*THE EXERCISE*:
Output the following listing verbatim, every line in the same order and with nothing changed.
----------------------------------------
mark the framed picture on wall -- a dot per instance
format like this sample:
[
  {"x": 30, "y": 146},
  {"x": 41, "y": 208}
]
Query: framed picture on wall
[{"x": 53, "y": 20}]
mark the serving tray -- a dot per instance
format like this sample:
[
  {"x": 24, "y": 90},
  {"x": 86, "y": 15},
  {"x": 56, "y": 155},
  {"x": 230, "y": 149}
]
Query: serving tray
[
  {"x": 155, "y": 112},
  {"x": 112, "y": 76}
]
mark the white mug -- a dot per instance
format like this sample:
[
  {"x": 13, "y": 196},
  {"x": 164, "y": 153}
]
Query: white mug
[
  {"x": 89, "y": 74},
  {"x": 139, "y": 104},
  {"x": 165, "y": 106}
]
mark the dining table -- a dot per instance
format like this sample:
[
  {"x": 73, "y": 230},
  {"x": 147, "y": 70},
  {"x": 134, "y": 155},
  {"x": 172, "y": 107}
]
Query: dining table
----------------------------------------
*FINISHED EXERCISE*:
mark the framed picture on wall -- a dot per instance
format like this sample:
[
  {"x": 30, "y": 146},
  {"x": 41, "y": 208}
]
Query: framed picture on wall
[{"x": 53, "y": 20}]
mark the serving tray -- a dot per instance
format like this sample:
[
  {"x": 24, "y": 90},
  {"x": 86, "y": 15},
  {"x": 56, "y": 155},
  {"x": 230, "y": 149}
]
Query: serving tray
[
  {"x": 155, "y": 112},
  {"x": 112, "y": 76}
]
mark the white mug -- a dot per instance
format like this sample:
[
  {"x": 13, "y": 196},
  {"x": 164, "y": 153}
]
Query: white mug
[
  {"x": 89, "y": 74},
  {"x": 139, "y": 104},
  {"x": 165, "y": 106}
]
mark the dining table -- a dot per instance
format like this sample:
[
  {"x": 73, "y": 230},
  {"x": 147, "y": 70},
  {"x": 134, "y": 155},
  {"x": 172, "y": 107}
]
Query: dining table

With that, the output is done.